QUOTED PASSAGE:
..........

I'm a little bit surprised that this is done manually per device instead 
of doing it in xsk core.


> +	ctx->ctx.page = page;
> +	get_page(page);
> +
> +	/* xsk unaligned mode, handle for the second page */
> +	if (len < desc->len) {
> +		page = vmalloc_to_page(data + len);
> +		len = min_t(int, desc->len - len, PAGE_SIZE);
> +		sg_set_page(sq->sg + 2, page, len, 0);
> +
> +		ctx->ctx.page_unaligned = page;
> +		get_page(page);
> +	} else {
> +		ctx->ctx.page_unaligned = NULL;
> +	}
> +
> +	return virtqueue_add_outbuf(sq->vq, sq->sg, n,
> +				   xsk_to_ptr(ctx), GFP_ATOMIC);
> +}
> +
> +static int virtnet_xsk_xmit_batch(struct send_queue *sq,
> +				  struct xsk_buff_pool *pool,
> +				  unsigned int budget,
> +				  bool in_napi, int *done,
> +				  struct virtnet_sq_stats *stats)

..........

WHAT TO WORK ON:
Answer these questions about the code review excerpt:
1. According to the reviewer, where might this work have been done instead of manually per device?
2. What value is assigned to ctx->ctx.page_unaligned in the else branch?
3. Which allocation flag is passed to virtqueue_add_outbuf?

Dataset records
..........

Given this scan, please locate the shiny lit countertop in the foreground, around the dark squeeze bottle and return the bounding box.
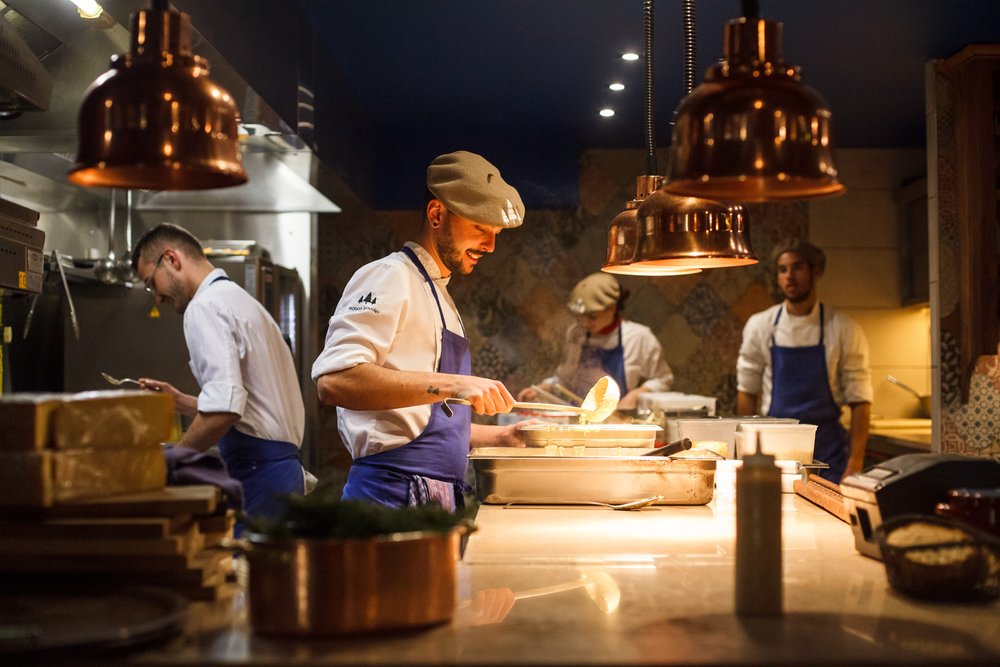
[121,494,1000,665]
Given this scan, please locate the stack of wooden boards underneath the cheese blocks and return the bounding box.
[0,486,234,600]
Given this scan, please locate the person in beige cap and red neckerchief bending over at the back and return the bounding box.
[518,272,674,410]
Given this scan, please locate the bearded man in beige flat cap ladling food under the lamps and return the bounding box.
[312,151,524,509]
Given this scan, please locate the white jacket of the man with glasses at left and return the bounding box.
[184,269,305,447]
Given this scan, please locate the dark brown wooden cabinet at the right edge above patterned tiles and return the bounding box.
[928,44,1000,404]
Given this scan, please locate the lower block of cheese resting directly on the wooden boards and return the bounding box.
[0,445,167,507]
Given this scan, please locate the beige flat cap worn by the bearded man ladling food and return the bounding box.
[427,151,524,227]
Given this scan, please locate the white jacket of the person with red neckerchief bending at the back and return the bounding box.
[545,320,674,391]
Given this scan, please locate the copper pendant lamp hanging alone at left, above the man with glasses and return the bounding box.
[67,0,247,190]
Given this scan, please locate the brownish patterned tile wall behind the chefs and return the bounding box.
[316,150,808,467]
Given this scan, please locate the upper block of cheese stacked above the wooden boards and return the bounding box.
[0,390,174,451]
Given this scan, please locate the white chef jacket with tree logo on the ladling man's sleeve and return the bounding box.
[312,242,465,459]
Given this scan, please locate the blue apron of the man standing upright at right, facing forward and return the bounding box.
[767,304,850,484]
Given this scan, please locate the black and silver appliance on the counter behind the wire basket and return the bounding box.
[840,454,1000,560]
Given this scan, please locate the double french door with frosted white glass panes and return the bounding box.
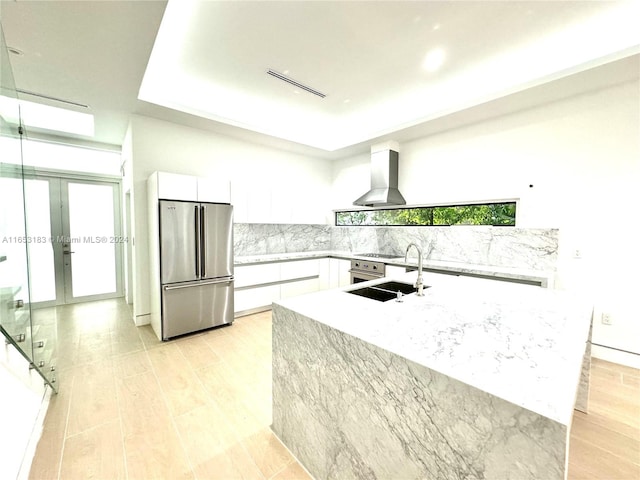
[25,176,126,307]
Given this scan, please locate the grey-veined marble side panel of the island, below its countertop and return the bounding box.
[272,305,568,480]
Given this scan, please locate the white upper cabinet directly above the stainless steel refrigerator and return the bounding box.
[150,172,231,203]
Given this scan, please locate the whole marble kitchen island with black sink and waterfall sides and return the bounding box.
[272,273,592,480]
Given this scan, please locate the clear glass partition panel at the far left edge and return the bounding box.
[0,24,57,391]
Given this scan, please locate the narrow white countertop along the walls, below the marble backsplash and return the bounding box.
[234,250,555,287]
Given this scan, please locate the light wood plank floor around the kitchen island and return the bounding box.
[30,299,640,480]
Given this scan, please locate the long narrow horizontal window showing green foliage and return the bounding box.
[336,202,516,226]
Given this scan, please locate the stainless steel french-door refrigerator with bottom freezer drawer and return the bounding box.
[159,200,233,340]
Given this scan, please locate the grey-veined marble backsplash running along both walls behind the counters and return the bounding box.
[234,223,558,271]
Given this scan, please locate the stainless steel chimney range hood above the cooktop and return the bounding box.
[353,142,407,207]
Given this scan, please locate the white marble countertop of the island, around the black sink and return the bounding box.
[278,272,592,425]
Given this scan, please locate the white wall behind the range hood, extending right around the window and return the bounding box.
[332,81,640,361]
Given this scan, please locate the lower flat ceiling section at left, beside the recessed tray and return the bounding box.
[0,0,166,145]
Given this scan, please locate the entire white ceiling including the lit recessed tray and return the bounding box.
[0,0,640,156]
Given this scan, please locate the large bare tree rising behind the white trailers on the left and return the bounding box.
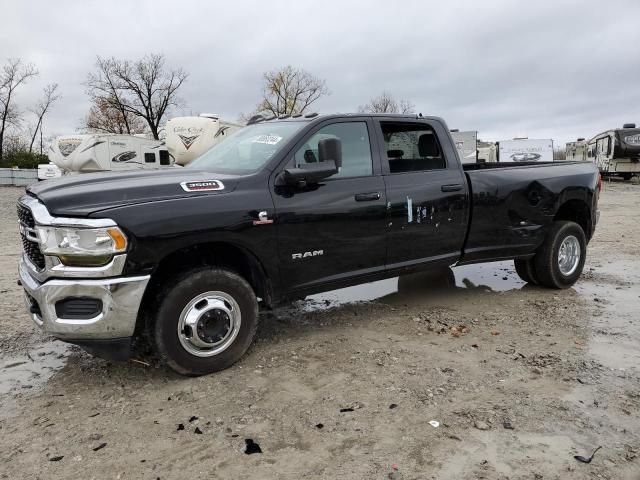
[86,54,187,139]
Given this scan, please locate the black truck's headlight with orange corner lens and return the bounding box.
[37,226,127,267]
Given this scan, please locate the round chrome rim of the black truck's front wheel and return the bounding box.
[178,292,241,357]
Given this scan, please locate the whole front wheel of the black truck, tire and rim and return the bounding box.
[150,268,258,376]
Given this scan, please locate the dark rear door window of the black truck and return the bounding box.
[380,122,447,173]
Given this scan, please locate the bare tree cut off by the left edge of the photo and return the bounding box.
[0,58,38,158]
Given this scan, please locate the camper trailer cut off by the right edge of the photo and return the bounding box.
[587,123,640,180]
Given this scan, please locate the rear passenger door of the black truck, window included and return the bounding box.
[376,117,468,268]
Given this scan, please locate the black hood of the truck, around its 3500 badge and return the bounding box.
[27,168,241,217]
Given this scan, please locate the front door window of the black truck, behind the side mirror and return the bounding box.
[294,122,373,178]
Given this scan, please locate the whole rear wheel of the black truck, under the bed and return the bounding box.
[534,221,587,289]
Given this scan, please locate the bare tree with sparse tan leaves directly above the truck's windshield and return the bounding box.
[256,65,329,116]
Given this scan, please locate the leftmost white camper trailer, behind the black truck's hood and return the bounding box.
[49,134,174,173]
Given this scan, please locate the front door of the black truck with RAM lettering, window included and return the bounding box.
[271,117,387,291]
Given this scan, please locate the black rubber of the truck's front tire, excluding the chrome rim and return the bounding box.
[149,267,258,376]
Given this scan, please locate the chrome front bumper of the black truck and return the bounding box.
[19,258,150,340]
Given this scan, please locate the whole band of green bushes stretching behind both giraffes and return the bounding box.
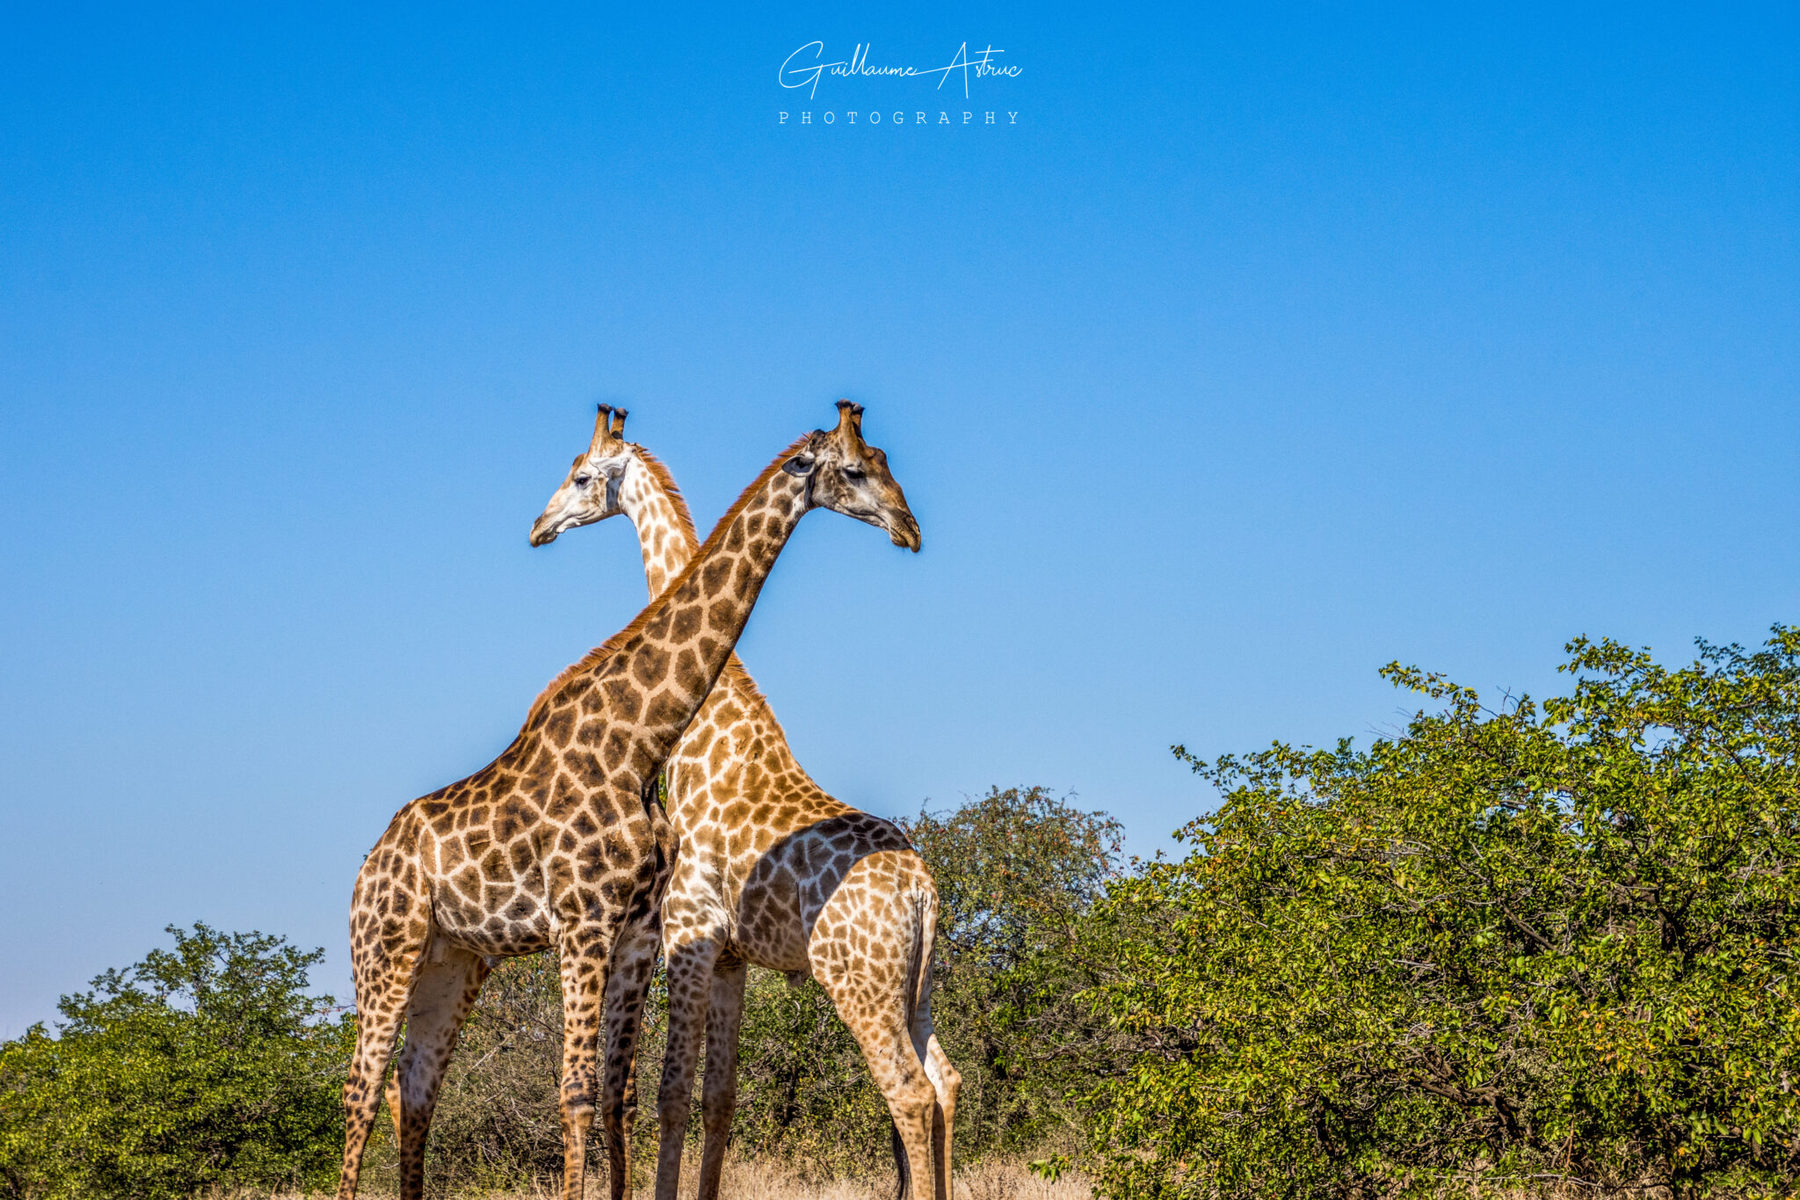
[0,626,1800,1200]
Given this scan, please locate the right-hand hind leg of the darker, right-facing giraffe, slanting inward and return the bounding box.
[387,941,490,1200]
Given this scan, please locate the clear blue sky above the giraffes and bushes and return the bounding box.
[0,5,1800,1034]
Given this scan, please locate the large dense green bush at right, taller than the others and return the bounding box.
[1091,626,1800,1196]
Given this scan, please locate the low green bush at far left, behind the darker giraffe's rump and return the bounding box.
[0,925,355,1200]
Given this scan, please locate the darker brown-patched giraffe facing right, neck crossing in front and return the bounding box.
[338,406,920,1200]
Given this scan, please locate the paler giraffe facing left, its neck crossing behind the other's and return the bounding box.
[531,401,961,1200]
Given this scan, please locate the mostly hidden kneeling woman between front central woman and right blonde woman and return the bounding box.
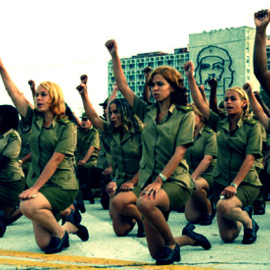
[185,104,217,225]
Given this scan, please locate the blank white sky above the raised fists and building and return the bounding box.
[0,0,270,116]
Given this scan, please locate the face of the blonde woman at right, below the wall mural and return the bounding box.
[224,90,247,115]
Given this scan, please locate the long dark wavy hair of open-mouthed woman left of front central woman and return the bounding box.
[109,98,143,133]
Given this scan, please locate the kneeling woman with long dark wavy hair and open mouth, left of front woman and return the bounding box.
[79,84,144,237]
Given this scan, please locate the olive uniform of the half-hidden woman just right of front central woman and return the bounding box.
[185,126,217,189]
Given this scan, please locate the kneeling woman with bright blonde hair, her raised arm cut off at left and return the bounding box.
[0,58,78,253]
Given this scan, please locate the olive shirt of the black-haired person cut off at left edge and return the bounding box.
[0,129,24,181]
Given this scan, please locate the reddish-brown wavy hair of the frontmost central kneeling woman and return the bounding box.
[147,66,188,106]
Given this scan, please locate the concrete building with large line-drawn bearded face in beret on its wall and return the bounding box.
[108,26,262,104]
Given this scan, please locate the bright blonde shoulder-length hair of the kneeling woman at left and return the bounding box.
[38,81,66,119]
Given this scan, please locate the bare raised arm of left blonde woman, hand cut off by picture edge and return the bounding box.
[0,59,28,117]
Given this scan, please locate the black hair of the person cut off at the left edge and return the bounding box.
[0,105,19,132]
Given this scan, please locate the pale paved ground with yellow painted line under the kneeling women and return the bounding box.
[0,201,270,270]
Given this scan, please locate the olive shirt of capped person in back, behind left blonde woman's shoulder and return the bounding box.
[76,126,100,167]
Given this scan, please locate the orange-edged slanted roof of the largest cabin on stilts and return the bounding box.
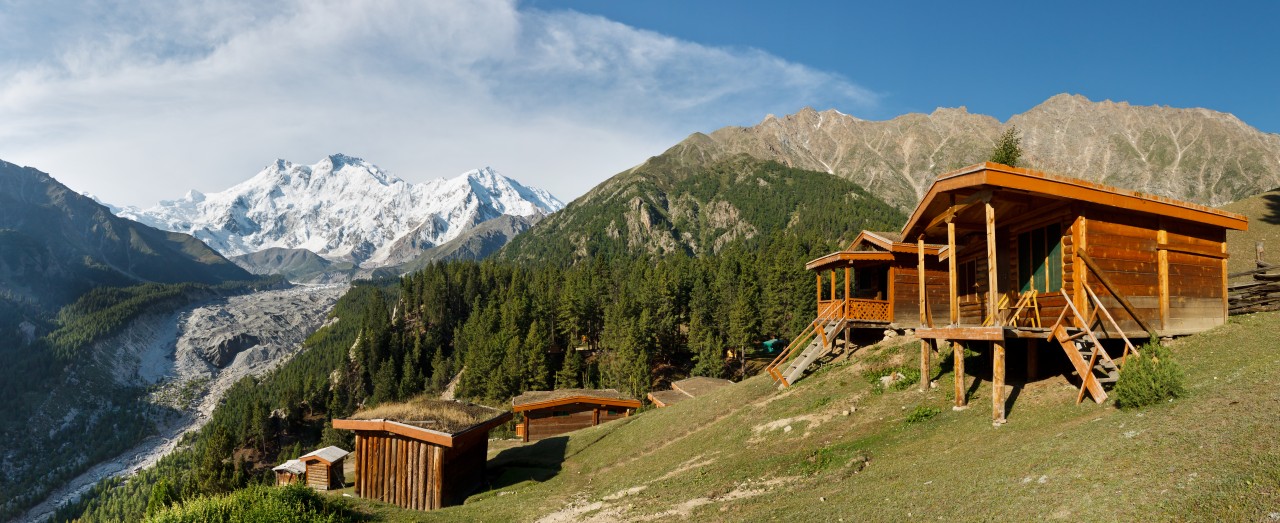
[902,161,1248,238]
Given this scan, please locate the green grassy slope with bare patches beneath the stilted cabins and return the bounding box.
[357,313,1280,520]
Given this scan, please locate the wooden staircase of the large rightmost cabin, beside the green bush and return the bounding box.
[1050,285,1138,403]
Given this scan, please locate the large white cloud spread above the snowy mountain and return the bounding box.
[0,0,876,205]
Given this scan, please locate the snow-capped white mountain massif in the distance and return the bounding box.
[118,155,564,267]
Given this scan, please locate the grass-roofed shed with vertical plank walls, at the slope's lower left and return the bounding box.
[333,398,511,510]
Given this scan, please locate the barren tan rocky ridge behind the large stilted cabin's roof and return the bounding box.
[701,95,1280,210]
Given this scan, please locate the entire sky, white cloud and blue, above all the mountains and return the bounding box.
[0,0,1280,207]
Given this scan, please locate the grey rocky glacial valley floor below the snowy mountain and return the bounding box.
[18,285,347,522]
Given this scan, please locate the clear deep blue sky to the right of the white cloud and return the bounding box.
[529,0,1280,133]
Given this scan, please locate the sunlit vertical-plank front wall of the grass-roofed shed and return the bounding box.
[356,432,445,510]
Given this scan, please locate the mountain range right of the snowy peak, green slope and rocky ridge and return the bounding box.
[498,95,1280,261]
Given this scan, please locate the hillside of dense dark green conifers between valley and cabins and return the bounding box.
[59,159,905,520]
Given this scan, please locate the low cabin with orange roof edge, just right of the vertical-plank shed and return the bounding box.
[511,389,640,441]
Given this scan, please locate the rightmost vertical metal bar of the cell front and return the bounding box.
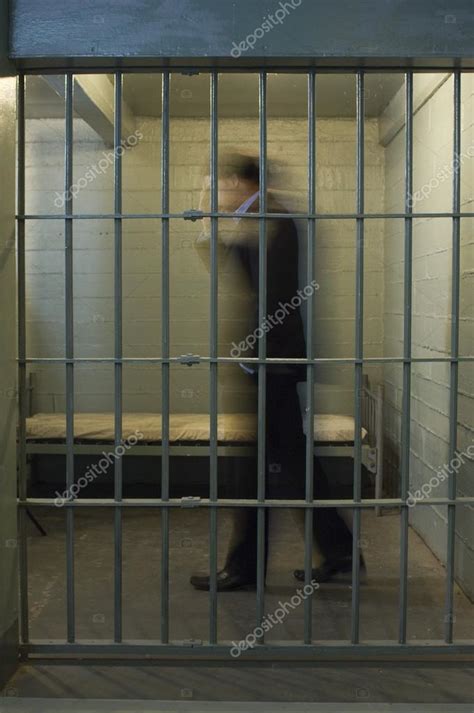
[445,70,461,644]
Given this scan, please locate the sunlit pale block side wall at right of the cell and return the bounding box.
[384,74,474,597]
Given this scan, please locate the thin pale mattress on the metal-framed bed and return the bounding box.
[26,412,367,443]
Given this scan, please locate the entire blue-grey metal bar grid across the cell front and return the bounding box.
[17,62,474,652]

..........

RESULT OF THE EXERCISE:
1. In xsk core.
2. NULL.
3. GFP_ATOMIC.